### WHAT IS ASKED
Reproduce, unchanged, the part of the items below that opens with the line containing "[locate] river water" and closes with the line containing "<point>365,172</point>". Include both of those lines.

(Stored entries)
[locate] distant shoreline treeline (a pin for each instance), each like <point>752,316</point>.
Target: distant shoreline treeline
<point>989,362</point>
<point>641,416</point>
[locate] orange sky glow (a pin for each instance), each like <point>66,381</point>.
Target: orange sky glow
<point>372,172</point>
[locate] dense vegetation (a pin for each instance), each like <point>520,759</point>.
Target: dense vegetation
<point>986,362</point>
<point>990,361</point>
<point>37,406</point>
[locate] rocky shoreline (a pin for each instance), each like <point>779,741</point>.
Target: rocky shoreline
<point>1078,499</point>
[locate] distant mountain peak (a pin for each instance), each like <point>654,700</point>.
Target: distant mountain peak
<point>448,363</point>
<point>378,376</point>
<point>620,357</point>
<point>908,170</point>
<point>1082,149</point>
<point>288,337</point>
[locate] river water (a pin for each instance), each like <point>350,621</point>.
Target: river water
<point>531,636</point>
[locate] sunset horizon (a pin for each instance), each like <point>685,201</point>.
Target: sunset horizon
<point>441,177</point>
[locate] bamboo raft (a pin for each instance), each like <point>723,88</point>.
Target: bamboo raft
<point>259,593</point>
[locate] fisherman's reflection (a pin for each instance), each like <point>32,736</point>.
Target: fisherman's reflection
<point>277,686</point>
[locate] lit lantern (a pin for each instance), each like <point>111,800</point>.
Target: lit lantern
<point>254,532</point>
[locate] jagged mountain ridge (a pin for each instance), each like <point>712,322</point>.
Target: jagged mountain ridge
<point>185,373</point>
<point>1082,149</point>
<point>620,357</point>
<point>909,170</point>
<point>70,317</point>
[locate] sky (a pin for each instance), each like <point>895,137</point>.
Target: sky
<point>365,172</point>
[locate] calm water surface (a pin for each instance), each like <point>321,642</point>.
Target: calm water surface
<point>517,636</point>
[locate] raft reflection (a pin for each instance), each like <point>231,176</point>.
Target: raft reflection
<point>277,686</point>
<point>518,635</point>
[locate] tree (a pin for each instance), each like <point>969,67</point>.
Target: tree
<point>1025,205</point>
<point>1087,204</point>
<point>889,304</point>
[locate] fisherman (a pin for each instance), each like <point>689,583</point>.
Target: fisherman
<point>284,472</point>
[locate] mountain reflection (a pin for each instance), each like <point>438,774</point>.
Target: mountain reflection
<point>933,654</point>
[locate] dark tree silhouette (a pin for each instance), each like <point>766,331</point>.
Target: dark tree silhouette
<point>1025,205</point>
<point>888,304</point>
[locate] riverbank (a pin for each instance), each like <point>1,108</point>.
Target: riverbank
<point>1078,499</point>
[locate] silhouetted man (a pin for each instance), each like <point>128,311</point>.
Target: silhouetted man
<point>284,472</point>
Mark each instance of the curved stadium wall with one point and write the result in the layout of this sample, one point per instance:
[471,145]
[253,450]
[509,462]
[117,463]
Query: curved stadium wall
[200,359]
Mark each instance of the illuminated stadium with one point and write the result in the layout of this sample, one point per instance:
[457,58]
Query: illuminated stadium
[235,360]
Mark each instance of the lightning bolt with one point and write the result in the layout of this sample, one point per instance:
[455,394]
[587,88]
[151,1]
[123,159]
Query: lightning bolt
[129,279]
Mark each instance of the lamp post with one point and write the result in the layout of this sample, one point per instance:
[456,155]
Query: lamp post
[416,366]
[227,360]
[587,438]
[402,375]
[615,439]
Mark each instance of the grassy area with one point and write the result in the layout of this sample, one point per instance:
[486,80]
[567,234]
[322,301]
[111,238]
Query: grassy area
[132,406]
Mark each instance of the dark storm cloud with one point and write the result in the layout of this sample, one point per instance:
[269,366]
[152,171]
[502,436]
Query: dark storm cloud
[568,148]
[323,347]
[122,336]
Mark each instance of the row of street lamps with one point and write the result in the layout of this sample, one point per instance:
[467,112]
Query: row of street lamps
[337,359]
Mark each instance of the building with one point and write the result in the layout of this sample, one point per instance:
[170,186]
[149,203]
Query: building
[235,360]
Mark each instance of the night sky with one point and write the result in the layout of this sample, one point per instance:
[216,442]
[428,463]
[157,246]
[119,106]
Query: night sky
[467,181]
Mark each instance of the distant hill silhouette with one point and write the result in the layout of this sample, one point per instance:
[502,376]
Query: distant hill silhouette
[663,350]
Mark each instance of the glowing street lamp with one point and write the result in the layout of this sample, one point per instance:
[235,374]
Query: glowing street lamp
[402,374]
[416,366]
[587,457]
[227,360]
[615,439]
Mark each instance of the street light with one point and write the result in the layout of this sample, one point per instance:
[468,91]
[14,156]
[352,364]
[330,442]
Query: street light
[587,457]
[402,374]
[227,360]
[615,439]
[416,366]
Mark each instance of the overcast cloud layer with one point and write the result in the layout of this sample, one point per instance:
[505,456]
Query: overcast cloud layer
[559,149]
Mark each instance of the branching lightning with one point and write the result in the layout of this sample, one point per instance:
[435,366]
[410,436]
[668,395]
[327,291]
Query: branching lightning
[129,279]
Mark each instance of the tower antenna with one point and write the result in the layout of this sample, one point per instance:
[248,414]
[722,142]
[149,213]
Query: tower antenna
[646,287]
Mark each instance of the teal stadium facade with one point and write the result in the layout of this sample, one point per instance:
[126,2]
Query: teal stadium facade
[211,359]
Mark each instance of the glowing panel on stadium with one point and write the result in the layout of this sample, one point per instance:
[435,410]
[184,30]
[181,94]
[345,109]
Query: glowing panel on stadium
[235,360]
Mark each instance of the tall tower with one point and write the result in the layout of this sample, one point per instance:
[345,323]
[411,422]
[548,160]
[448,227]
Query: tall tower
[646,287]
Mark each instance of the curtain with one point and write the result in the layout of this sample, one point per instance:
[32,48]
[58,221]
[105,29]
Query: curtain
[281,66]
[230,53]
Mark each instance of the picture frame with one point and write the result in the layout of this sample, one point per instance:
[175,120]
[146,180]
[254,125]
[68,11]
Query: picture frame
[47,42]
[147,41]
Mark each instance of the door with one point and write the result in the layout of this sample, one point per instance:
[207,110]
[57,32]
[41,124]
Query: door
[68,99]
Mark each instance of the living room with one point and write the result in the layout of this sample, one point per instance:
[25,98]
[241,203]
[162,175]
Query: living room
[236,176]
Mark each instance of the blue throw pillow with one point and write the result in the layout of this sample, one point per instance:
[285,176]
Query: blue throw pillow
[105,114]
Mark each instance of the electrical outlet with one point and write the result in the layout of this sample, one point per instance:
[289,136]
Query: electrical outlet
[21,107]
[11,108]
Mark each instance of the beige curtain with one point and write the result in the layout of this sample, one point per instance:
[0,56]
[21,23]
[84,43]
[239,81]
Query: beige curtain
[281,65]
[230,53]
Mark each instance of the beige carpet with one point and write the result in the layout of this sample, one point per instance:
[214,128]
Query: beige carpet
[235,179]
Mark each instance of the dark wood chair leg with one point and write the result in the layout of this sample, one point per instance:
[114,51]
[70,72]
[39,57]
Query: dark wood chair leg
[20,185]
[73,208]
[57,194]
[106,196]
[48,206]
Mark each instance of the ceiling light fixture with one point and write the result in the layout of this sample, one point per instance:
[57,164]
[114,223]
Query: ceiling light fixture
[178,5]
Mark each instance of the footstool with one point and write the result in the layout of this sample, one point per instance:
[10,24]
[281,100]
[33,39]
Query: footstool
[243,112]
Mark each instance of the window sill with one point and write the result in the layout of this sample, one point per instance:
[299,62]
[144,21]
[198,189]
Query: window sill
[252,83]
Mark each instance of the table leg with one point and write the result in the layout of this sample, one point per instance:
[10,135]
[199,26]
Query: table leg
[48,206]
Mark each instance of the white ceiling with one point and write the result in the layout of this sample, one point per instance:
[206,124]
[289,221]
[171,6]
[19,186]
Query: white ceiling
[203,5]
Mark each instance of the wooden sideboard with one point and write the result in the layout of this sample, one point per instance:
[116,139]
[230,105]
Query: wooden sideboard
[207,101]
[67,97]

### TASK RESULT
[locate] river water (a pin for each instance), each like <point>350,621</point>.
Target: river water
<point>531,636</point>
[locate] sunset horizon (a pin for each instance), each like <point>685,201</point>.
Target: sunset horizon
<point>441,177</point>
[locate] bamboo raft (a pin for each instance), each like <point>723,88</point>.
Target: bamboo raft
<point>259,593</point>
[locate] fisherman's reflection (a pin for each instance), each like <point>32,736</point>.
Target: fisherman's reflection
<point>277,686</point>
[locate] lit lantern (a pin for each instance), each like <point>111,800</point>.
Target: lit lantern
<point>254,532</point>
[locate] jagged mountain ridge (a pin for each instance), each like <point>712,322</point>.
Target: jagged mountain ridge
<point>185,373</point>
<point>1082,149</point>
<point>620,357</point>
<point>909,170</point>
<point>70,317</point>
[locate] sky (a pin for each instance), each like <point>895,137</point>.
Target: sky
<point>365,172</point>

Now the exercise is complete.